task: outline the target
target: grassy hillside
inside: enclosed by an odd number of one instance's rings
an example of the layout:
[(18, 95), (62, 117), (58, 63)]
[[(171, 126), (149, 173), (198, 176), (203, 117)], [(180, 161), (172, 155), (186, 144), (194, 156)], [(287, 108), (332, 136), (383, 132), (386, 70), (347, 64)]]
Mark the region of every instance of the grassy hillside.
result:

++++++++

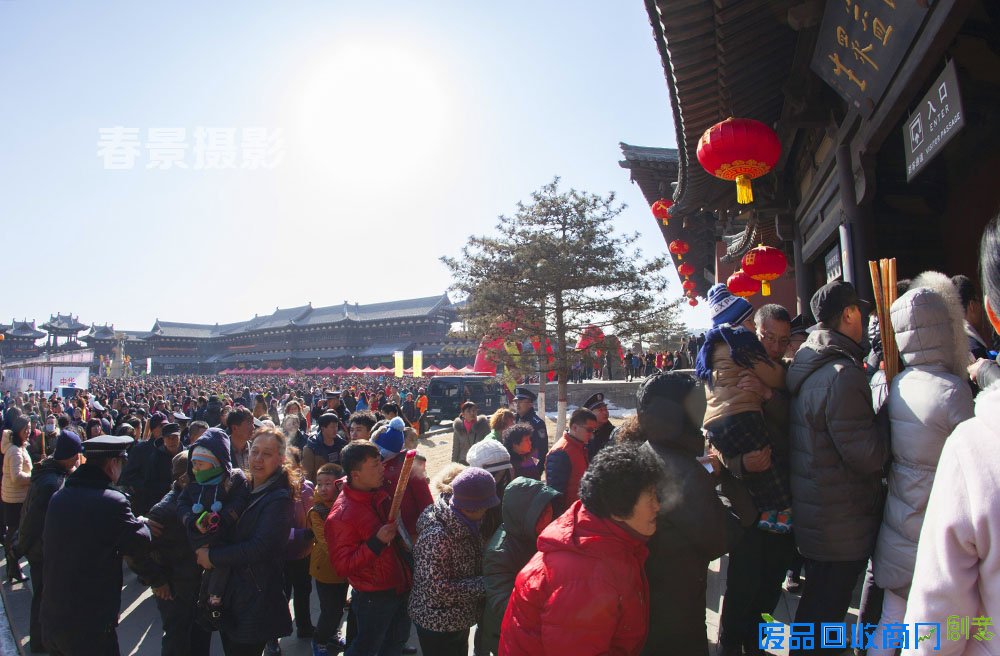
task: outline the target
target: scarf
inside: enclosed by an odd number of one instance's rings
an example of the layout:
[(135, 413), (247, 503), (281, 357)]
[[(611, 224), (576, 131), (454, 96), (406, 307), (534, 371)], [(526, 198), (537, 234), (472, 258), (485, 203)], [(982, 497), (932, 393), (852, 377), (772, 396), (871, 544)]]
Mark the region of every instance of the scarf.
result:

++++++++

ABOUT THIS TASK: Tally the lines in the records that contain the word "hillside"; the answer is that number and nothing more.

EXPECTED ANSWER: 2